WRITTEN REQUEST>
Name each distinct user who posts in the forum thread below, listing each name only once.

--- begin TEXT SHOWN ---

# Another dreamer 😁



## GuitarT (Nov 23, 2010)

Not local but good for a laugh. 





__





Log into Facebook


Log into Facebook to start sharing and connecting with your friends, family, and people you know.




www.facebook.com


----------



## Verne (Dec 29, 2018)

But it's "very shiny". That's got to be worth a couple thousand on it's own.


----------



## laristotle (Aug 29, 2019)




----------



## Lincoln (Jun 2, 2008)

I didn't realize Fender was making guitars in China, in the 60's.


----------



## Sneaky (Feb 14, 2006)

Those 60’s strats are well known for their thick shiny coats.


----------



## laristotle (Aug 29, 2019)

and photo flame veneer.


----------



## TimH (Feb 4, 2006)

Did anyone message him?


----------



## bzrkrage (Mar 20, 2011)

I did.


TimH said:


> Did anyone message him?


Much to my disappointment, he’s not willing to ship to Canada due to the USPS disputes.


----------



## TimH (Feb 4, 2006)

bzrkrage said:


> I did.
> 
> Much to my disappointment, he’s not willing to ship to Canada due to the USPS disputes.


I was more hoping someone picked a fight with him for our entertainment. That’s a solid start though


----------



## DeeTee (Apr 16, 2018)

I'm assuming someone has mistaken "Classic Vibe 60s" for "actual Fender from the 60s." And the person telling them it was a 60s was also wrong.


----------

--- end TEXT SHOWN ---
--- begin SUPPLIED INFORMATION ---

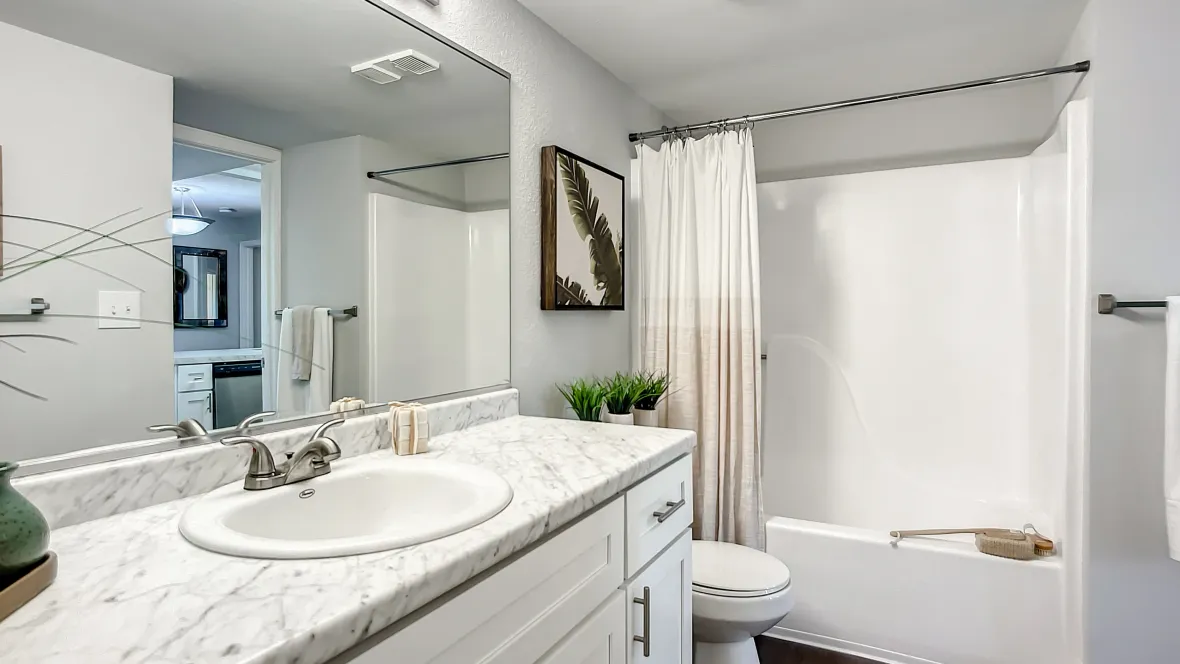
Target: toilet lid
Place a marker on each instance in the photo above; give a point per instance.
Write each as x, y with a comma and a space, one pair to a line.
731, 570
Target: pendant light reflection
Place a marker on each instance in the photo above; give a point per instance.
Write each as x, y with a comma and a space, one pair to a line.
183, 223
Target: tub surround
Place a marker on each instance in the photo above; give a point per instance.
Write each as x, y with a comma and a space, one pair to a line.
214, 356
131, 589
103, 490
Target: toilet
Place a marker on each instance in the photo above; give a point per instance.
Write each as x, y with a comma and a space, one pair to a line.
738, 593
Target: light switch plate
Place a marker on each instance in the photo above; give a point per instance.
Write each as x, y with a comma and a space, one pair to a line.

--- end SUPPLIED INFORMATION ---

WRITTEN REPLY>
GuitarT, Verne, laristotle, Lincoln, Sneaky, TimH, bzrkrage, DeeTee